**EXERCISE:** Within the records that follow, find every line containing the string "positive". Copy those lines.

START EXTRACTED INFORMATION

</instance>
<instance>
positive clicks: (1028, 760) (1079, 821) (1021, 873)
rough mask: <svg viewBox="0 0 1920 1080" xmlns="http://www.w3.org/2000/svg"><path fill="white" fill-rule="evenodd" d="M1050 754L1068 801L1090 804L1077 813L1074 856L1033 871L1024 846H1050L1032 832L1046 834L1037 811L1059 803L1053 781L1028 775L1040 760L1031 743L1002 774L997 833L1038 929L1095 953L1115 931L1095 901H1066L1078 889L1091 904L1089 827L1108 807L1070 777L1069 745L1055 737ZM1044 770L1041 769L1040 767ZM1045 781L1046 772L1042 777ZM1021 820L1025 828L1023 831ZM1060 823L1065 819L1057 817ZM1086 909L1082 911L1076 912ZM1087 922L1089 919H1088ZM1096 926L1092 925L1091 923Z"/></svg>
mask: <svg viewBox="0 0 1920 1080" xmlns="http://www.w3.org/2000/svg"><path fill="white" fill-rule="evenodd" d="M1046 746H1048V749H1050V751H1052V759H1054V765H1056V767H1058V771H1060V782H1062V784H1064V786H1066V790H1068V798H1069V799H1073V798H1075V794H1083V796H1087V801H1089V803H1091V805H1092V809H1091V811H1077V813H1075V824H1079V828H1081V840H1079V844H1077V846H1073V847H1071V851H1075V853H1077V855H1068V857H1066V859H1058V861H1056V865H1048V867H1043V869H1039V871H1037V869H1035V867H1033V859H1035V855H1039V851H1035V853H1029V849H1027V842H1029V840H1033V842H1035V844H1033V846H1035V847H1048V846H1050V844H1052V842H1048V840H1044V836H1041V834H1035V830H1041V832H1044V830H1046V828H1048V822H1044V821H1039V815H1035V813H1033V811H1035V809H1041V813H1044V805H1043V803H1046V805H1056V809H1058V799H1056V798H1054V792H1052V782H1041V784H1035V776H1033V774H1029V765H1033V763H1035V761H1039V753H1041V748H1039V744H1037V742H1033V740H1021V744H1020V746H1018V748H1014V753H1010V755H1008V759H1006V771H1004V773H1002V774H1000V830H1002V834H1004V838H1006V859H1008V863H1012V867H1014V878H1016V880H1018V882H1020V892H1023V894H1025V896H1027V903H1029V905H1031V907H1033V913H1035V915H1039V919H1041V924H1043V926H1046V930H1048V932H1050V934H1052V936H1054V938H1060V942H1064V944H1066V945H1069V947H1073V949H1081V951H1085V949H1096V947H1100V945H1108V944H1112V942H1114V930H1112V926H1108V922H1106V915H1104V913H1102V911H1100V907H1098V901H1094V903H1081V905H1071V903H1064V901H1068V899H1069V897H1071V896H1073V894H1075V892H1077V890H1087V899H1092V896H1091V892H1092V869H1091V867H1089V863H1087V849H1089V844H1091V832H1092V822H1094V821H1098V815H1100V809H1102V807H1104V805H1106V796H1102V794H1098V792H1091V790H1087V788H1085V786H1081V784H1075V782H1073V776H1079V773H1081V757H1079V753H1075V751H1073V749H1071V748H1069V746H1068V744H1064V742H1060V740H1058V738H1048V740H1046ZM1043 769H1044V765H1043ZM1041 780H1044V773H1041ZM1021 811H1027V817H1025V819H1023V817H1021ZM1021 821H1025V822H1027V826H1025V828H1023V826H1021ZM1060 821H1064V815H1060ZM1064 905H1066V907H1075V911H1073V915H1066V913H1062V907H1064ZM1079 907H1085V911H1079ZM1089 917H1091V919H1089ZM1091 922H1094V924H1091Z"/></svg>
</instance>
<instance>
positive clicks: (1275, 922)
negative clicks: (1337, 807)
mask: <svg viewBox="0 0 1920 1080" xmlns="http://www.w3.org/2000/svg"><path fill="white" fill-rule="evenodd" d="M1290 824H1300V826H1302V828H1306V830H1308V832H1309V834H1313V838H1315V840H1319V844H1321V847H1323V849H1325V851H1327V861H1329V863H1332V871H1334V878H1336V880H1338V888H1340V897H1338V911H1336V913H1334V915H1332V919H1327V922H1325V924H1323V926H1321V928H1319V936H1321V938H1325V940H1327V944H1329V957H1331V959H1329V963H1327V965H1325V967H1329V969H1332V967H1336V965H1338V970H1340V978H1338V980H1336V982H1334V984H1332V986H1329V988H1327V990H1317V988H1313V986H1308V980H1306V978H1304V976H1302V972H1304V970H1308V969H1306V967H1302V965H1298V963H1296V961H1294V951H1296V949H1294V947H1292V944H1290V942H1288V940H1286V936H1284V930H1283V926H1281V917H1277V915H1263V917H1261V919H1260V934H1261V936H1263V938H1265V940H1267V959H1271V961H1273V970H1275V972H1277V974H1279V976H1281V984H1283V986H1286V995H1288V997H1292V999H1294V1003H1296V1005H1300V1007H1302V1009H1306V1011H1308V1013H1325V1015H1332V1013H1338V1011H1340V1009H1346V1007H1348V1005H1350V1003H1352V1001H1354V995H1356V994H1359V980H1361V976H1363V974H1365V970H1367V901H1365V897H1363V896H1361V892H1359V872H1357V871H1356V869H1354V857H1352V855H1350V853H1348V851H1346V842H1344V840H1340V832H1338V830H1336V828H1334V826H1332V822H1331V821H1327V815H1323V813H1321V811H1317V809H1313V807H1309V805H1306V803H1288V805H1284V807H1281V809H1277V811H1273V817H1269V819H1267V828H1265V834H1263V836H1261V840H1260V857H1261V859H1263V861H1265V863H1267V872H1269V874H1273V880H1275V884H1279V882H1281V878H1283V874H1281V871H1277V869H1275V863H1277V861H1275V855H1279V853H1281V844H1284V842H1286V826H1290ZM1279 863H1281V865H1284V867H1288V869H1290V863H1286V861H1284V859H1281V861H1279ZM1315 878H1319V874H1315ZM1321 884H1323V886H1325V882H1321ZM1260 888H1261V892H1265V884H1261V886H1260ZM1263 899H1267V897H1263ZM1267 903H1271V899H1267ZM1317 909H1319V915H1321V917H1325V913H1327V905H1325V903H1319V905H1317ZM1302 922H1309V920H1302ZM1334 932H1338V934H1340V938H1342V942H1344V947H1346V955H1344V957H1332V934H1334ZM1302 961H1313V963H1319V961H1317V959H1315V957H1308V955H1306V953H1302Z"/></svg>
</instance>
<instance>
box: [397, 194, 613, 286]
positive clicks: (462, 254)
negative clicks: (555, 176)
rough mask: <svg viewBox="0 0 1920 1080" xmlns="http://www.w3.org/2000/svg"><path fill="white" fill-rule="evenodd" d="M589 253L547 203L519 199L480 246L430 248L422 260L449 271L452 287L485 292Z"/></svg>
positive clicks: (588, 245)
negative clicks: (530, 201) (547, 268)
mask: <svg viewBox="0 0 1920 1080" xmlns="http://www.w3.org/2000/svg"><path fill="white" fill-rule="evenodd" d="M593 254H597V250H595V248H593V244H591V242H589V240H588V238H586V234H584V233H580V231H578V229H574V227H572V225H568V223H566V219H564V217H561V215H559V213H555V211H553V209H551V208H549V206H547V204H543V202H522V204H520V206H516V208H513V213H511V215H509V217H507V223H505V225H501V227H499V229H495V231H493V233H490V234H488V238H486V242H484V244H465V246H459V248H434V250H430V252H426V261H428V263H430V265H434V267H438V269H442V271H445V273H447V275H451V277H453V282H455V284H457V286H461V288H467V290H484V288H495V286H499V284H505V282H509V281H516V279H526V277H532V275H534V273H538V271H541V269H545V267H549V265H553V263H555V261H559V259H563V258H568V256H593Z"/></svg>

END EXTRACTED INFORMATION

**RESULT FOR THIS EXERCISE:**
positive clicks: (1028, 760) (1079, 821) (1021, 873)
positive clicks: (1275, 922)
positive clicks: (462, 254)
positive clicks: (588, 245)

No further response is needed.